SOURCE:
start
This ACSDM algorithm introduces the DPM model [26] with good performance on optical images, and DPM is based on the HOG feature to extract the basic segments. We understand that optical image is an additive model while SAR imagery is a multiplicative model. Therefore, the gradient algorithm in HOG is often replaced by a ratio algorithm for SAR images in order to get transform segments. We tried an algorithm where segments are extracted through the histogram of ratio method, but we have not yet achieved a better result.

The HOG feature is still used in the bottom of the ACSDM algorithm. Although the aircrafts are presented as scattering points in SAR imagery, owing to the special imaging mechanism. The target structure is still obvious and the extracted segments are combined for object detection, not for contour extraction. The essence of the HOG feature is that it can effectively describe the gradient, which also applies for objects with clear structure in SAR imagery.

(2) Rotational invariance

In our paper, all the airplanes in the training set have similar positions, the airplane head faces to the left, followed by the tail. Therefore, the trained model is suitable for detecting aircrafts with this orientation. While the original testing images are rotated by 90 and −90 degrees, the airplane components are not detected by the model anymore. However, a good thing is that this model can be trained. when we add all the 90 and −90 degrees images to the training set, a different model is generated. In addition, the corresponding detection results are shown in Figure 10.
end
Point-based annotation data:
start
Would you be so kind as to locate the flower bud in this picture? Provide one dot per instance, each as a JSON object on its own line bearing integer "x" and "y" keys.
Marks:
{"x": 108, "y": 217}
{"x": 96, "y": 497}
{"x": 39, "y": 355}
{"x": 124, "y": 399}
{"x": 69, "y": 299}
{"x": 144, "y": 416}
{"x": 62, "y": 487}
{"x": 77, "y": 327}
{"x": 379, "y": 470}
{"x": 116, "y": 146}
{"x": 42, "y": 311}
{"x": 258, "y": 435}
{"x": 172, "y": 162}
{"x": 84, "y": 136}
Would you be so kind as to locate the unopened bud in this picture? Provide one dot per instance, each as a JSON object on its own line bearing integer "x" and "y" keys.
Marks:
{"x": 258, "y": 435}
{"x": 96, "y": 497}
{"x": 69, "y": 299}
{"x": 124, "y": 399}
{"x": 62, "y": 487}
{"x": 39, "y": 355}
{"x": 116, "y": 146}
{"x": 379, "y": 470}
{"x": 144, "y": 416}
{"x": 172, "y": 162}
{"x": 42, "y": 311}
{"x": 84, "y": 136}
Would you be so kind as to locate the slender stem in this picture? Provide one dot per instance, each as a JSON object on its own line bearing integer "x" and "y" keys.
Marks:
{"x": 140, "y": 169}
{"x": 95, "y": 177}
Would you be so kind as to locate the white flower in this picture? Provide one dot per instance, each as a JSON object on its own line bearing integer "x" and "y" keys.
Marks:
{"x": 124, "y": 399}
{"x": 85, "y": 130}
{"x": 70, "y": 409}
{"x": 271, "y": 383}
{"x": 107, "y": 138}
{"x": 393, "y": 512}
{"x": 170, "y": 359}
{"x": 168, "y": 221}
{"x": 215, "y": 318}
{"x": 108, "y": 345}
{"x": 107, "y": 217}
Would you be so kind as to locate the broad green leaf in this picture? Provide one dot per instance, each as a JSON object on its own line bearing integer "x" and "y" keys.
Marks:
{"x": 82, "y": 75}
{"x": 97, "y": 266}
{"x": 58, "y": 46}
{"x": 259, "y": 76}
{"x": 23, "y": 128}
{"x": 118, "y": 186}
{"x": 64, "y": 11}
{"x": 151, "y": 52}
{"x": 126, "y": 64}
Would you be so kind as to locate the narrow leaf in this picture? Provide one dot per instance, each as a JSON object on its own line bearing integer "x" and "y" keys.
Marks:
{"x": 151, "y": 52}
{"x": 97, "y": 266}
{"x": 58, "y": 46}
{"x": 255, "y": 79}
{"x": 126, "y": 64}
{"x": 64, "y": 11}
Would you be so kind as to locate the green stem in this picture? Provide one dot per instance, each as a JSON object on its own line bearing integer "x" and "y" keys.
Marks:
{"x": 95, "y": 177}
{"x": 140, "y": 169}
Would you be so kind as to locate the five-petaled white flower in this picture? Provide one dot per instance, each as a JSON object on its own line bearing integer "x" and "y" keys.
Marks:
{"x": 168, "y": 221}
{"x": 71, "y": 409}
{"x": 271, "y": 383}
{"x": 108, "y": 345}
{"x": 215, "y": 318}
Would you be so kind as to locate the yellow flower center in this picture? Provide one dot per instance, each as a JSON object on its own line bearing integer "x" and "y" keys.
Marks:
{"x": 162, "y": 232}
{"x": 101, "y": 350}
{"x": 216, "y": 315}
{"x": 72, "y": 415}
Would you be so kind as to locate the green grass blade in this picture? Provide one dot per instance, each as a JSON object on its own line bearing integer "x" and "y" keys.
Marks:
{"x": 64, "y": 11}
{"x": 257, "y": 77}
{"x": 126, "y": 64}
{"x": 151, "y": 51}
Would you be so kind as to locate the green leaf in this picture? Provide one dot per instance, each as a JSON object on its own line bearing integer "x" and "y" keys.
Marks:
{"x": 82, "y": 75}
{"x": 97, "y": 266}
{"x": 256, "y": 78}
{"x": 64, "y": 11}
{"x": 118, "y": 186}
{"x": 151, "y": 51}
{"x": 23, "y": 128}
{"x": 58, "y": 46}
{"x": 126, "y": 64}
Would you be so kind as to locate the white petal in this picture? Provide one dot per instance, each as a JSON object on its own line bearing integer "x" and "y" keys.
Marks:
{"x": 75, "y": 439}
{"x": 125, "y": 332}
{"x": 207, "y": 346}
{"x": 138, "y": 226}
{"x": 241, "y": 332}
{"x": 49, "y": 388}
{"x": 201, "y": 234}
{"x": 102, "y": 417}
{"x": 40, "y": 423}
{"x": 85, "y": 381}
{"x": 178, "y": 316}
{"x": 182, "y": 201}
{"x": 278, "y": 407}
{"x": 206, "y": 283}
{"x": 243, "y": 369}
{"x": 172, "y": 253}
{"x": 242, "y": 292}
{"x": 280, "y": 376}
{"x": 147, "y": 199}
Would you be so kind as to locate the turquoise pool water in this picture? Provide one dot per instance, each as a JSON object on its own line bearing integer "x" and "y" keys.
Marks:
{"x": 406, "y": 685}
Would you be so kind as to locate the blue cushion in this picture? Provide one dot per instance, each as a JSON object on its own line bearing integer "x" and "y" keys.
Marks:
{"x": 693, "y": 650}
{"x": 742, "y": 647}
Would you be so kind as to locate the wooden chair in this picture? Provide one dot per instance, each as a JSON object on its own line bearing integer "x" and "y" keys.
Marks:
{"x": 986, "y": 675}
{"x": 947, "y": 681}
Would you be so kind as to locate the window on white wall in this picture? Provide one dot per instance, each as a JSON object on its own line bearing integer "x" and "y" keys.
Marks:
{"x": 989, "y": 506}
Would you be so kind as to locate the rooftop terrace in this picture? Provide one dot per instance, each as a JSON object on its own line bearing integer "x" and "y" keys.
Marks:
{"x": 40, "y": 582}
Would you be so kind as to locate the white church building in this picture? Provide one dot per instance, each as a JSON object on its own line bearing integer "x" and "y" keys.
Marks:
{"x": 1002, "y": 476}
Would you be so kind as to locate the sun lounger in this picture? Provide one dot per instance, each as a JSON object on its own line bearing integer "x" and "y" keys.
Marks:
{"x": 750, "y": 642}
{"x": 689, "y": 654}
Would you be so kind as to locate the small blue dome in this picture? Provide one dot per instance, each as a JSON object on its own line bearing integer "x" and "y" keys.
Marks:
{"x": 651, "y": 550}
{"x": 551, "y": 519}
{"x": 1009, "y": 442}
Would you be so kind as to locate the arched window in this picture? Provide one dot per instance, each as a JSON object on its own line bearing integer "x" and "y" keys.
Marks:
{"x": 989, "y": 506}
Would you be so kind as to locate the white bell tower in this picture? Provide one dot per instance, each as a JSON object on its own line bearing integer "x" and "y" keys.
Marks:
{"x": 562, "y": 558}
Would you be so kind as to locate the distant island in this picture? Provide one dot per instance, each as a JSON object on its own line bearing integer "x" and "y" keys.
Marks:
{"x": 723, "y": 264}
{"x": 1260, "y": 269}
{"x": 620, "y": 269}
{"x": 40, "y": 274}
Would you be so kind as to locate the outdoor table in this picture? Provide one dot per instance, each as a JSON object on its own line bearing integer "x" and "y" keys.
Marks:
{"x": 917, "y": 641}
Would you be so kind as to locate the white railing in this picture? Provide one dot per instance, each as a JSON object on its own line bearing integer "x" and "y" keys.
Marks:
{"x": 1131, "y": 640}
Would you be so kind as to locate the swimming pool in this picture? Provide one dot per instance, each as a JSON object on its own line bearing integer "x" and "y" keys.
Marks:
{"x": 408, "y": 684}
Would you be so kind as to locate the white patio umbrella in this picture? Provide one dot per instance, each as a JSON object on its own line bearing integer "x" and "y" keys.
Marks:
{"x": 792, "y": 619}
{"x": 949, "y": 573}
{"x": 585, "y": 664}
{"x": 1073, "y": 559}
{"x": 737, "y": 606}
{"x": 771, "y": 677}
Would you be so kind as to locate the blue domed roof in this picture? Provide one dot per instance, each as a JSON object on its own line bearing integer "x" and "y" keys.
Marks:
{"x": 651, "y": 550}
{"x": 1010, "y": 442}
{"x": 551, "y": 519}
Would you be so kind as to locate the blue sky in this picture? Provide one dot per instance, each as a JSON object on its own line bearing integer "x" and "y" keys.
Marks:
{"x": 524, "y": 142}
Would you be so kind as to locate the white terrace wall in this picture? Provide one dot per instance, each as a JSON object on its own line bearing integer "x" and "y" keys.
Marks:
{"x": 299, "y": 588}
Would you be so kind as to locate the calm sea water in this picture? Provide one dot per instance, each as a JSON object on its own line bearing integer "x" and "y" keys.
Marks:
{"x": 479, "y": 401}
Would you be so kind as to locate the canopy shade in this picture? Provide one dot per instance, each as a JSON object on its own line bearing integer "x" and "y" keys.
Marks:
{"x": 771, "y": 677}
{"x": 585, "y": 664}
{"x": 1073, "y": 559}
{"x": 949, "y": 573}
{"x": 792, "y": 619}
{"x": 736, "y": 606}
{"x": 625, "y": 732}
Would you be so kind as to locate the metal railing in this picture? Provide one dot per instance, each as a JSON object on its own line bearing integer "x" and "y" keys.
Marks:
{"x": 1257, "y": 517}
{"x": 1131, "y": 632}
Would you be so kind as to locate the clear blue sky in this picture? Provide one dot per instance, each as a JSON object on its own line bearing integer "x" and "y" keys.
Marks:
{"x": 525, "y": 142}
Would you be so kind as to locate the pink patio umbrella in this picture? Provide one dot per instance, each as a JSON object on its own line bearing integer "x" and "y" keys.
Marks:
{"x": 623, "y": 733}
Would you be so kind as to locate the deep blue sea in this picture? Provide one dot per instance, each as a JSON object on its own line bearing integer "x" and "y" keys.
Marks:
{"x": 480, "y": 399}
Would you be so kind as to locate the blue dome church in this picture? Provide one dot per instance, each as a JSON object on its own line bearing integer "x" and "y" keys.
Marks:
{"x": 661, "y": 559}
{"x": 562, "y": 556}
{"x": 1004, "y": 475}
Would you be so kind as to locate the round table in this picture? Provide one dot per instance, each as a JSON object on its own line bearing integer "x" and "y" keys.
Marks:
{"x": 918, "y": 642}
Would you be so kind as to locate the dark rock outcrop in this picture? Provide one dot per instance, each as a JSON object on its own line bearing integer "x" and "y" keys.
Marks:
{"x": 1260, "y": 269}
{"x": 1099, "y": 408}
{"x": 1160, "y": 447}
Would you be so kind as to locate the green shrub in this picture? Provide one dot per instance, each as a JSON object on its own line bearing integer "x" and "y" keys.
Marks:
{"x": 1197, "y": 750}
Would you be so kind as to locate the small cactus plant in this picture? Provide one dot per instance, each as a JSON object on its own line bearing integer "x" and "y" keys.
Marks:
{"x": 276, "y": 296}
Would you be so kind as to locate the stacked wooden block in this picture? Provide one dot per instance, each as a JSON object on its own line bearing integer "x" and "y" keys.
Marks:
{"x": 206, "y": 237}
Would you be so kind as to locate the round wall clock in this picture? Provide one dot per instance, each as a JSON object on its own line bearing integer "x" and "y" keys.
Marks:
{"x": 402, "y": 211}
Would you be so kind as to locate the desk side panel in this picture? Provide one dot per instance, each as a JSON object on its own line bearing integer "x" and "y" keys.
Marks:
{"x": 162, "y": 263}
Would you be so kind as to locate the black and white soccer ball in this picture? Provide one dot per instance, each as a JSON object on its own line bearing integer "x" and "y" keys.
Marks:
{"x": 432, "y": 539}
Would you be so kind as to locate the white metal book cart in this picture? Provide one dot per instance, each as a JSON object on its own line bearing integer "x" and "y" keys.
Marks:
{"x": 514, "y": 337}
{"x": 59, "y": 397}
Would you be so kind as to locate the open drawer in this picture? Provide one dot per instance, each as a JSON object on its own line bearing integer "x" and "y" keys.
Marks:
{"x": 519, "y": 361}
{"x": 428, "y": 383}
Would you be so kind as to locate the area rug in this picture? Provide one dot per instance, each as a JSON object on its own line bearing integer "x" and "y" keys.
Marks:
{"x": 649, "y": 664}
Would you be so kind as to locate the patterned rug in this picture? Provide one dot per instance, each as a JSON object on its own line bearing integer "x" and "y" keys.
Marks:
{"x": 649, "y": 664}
end
WHAT THE TASK REQUIRES:
Answer these from the passage on the ACSDM algorithm, one line each:
1. What feature is the DPM model based on?
2. For SAR images, what is the gradient algorithm in HOG often replaced by?
3. In the training set, which way does the airplane head face?

EXERCISE RESPONSE:
1. The HOG feature.
2. A ratio algorithm.
3. To the left.